- Given exercise -
Copy the listing word for word, from the line containing "chairs? Tag one per instance." through its last line, including both of those lines.

>> Start Data to process

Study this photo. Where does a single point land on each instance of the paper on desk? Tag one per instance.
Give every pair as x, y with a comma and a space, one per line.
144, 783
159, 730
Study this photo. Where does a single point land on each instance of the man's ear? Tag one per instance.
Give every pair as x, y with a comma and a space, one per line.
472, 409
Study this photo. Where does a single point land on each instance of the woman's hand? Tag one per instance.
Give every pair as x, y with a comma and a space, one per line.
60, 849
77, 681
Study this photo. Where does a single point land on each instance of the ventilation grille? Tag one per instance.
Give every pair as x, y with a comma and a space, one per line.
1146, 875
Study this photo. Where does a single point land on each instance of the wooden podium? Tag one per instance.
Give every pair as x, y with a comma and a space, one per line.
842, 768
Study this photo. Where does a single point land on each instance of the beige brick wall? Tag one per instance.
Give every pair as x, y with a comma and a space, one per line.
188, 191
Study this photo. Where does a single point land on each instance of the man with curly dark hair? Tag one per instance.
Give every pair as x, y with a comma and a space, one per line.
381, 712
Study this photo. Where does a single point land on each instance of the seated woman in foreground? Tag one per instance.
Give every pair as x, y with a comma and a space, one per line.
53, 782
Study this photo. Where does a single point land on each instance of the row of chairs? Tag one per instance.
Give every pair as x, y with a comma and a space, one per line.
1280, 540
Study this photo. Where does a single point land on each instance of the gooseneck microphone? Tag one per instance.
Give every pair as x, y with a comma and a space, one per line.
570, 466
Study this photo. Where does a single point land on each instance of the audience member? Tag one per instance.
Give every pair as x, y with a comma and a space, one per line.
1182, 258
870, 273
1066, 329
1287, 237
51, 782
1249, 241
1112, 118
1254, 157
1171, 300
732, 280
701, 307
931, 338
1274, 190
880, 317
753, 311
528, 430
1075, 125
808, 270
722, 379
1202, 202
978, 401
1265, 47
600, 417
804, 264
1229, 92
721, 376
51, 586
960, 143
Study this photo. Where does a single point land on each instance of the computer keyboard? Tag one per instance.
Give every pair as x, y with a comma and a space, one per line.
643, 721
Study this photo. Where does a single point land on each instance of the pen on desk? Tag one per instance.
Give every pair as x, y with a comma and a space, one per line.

>> End Data to process

- Written reply -
Study this photo. Where does a single point land on each instance of the row of chairs? Tag one per instance.
Give every pair as x, y with a comma and a space, one per line.
1280, 540
Study this photo. Where does a single point land on each instance of the gooseneck microphone? Tag one per instance.
Give every pair as x, y with a comma and a space, one per line.
570, 466
Study this photo. Where does a single point land on each instance of the audience member? Tag one per instance.
Give every pair as x, y with a comma and a space, one per line.
1182, 258
870, 273
1066, 329
1287, 237
51, 782
1249, 241
1112, 118
1254, 157
1171, 300
732, 280
701, 307
931, 338
1274, 190
880, 317
753, 311
528, 430
1075, 125
808, 270
722, 379
1202, 202
978, 401
1265, 47
600, 417
804, 264
1229, 92
721, 376
51, 586
960, 143
Study this photo. Where does a single point land on each instance of the computer keyboard? Tag one per instance.
Give every pair as x, y with a comma and a space, one per line.
643, 721
Study this photo. Where does a single point land on each instance of the pen on desk? Tag one per instance.
Give every pair as x, y with a comma and a space, one per line.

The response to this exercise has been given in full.